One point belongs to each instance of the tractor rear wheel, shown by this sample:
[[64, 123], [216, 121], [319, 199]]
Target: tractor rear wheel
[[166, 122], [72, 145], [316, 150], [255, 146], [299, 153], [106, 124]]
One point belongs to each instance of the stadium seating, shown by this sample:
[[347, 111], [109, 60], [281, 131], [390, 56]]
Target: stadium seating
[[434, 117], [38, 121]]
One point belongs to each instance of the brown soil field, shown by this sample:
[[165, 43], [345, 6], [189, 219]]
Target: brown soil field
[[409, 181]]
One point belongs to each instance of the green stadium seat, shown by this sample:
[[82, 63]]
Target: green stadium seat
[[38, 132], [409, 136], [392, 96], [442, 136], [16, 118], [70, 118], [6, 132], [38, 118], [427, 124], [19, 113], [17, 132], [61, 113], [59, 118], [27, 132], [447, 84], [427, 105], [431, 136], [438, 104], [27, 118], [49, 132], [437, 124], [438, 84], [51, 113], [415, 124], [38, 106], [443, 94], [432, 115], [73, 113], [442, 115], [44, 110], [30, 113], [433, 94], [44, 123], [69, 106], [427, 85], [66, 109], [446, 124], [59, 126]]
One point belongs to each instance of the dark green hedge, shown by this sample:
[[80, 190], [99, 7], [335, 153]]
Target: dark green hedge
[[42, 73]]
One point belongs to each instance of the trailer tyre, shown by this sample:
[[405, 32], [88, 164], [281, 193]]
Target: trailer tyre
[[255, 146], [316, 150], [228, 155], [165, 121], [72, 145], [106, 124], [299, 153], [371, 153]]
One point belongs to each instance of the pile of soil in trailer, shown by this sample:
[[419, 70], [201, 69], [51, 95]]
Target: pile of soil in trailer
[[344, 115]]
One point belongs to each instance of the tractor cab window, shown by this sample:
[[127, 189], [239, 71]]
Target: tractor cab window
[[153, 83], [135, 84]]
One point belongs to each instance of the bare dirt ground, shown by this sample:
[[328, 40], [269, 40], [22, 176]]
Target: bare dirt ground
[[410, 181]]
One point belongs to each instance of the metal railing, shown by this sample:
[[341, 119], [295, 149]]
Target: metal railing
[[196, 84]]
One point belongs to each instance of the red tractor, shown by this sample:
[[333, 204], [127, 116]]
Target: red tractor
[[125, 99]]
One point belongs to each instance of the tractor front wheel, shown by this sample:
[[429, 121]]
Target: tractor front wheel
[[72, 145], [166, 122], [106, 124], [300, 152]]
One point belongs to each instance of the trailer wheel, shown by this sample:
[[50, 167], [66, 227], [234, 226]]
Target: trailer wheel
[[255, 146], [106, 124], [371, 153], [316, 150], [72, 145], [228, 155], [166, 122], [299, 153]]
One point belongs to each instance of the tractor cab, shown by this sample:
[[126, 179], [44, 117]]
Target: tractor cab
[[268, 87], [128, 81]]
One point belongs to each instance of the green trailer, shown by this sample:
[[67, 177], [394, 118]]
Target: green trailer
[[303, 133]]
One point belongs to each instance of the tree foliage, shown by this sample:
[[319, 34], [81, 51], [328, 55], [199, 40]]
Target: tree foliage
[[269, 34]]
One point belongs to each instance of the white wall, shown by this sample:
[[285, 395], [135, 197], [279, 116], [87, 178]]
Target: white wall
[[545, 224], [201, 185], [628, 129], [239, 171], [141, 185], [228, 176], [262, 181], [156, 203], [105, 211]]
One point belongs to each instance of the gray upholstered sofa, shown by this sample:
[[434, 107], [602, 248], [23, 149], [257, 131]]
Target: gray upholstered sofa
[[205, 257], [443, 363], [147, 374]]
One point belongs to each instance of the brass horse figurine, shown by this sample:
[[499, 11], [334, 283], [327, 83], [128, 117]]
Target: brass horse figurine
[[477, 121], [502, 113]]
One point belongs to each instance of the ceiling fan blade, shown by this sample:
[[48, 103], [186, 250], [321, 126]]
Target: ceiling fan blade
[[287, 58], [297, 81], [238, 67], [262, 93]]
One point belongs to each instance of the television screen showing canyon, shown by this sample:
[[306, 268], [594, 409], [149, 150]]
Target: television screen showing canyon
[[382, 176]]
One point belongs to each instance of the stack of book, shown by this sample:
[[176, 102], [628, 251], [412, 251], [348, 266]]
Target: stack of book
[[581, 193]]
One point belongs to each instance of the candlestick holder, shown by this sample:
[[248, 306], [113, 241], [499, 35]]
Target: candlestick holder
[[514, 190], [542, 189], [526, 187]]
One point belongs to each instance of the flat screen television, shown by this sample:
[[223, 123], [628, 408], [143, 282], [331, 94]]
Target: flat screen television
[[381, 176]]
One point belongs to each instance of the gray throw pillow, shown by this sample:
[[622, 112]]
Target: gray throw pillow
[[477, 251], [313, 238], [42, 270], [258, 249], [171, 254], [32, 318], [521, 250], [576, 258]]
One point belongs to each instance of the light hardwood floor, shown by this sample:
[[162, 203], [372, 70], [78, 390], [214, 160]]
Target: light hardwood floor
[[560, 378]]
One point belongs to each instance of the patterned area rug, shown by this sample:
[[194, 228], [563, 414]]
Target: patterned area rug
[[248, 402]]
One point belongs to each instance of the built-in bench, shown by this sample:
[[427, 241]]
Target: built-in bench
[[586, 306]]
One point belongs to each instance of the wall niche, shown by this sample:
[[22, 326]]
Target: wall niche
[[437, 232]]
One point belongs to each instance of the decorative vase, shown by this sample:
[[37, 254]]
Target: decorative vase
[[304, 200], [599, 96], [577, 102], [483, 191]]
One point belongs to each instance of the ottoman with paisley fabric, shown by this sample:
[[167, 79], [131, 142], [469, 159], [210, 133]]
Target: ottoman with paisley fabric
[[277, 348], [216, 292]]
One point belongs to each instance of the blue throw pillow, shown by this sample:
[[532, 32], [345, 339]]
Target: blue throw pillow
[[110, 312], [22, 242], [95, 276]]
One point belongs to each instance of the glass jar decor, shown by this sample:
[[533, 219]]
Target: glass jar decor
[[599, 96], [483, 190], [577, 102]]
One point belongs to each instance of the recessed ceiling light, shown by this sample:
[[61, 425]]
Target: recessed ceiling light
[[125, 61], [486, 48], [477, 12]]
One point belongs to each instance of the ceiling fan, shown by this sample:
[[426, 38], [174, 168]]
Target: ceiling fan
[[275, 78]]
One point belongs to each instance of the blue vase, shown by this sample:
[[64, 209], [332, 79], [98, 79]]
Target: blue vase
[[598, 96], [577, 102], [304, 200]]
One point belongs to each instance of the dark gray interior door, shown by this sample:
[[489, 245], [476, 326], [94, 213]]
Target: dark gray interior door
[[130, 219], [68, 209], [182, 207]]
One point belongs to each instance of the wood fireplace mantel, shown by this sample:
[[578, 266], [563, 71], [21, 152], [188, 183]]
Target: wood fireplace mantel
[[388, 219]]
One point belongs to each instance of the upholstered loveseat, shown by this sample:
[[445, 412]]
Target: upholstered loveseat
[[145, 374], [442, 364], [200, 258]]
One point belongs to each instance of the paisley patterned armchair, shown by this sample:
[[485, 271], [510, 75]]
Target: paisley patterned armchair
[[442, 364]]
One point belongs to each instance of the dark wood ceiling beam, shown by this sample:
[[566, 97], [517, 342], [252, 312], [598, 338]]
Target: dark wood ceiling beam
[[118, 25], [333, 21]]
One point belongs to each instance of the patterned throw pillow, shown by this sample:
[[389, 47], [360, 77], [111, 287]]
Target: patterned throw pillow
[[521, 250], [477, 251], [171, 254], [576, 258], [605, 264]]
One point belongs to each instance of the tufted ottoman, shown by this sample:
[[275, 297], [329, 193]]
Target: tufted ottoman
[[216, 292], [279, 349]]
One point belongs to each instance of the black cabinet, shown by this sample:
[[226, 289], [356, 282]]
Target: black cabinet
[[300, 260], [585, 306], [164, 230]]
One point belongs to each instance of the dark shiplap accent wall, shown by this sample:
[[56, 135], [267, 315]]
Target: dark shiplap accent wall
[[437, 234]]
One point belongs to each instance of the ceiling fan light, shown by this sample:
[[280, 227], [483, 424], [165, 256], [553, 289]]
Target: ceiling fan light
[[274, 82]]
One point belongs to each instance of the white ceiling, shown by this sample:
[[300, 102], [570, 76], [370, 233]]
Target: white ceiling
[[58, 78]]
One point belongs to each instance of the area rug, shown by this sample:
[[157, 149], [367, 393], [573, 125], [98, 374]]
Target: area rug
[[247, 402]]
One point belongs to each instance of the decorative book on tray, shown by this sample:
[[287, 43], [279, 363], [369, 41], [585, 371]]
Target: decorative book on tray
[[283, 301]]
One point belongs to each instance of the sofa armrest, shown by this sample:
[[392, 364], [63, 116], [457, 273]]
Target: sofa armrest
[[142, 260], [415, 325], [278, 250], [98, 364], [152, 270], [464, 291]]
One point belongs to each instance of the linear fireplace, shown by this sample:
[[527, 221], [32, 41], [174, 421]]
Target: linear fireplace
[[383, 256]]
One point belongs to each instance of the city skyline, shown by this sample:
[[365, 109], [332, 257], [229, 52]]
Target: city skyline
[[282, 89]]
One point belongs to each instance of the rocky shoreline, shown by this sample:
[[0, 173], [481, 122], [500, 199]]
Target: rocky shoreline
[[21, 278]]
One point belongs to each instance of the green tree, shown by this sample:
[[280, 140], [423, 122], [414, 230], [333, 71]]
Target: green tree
□ □ □ □ □ □ □
WORK ITEM —
The answer should be an exact copy of the lines from the first line of the data through the line with "One point belongs to each instance of the bare" and should contain nothing else.

EXPECTED ANSWER —
One point belongs to each instance of the tractor rear wheel, shown by this sample:
[[64, 123], [216, 121], [319, 199]]
Target: tractor rear wheel
[[166, 122], [72, 145], [316, 150], [255, 146], [299, 153], [106, 124]]
One point belongs to each instance of the stadium seating, shown by this sample:
[[347, 111], [109, 60], [281, 131], [390, 56]]
Target: stadium seating
[[434, 117], [38, 121]]
One point belongs to each instance of the brown soil field, shown by this sample:
[[165, 43], [345, 6], [189, 219]]
Target: brown soil field
[[409, 181]]
One point belongs to each instance of the green stadium seat, shown by this sample:
[[82, 63]]
Target: green stadium seat
[[38, 132], [409, 136], [392, 96], [442, 136], [16, 118], [70, 118], [6, 132], [38, 118], [427, 124], [19, 113], [17, 132], [61, 113], [59, 118], [27, 132], [447, 84], [427, 105], [431, 136], [438, 104], [27, 118], [49, 132], [437, 124], [438, 84], [51, 113], [415, 124], [38, 106], [443, 94], [432, 115], [73, 113], [442, 115], [44, 110], [30, 113], [433, 94], [44, 123], [69, 106], [427, 85], [66, 109], [446, 124], [59, 126]]
One point belongs to each instance of the dark green hedge, shown by this sample:
[[80, 190], [99, 7], [335, 153]]
Target: dark green hedge
[[42, 73]]
One point belongs to each instance of the trailer tyre, shown by this sample:
[[405, 32], [88, 164], [281, 193]]
Target: trailer tyre
[[255, 146], [316, 150], [228, 155], [165, 121], [72, 145], [106, 124], [299, 153], [371, 153]]
One point belongs to each instance of the pile of soil in trailer, shown by this sample:
[[419, 70], [201, 69], [51, 95]]
Target: pile of soil in trailer
[[344, 115]]
One point belongs to each instance of the tractor cab window, shown by this sample:
[[127, 189], [239, 71]]
Target: tractor cab window
[[153, 83], [135, 84]]
One point belongs to each instance of the bare dirt ground, shown by this sample:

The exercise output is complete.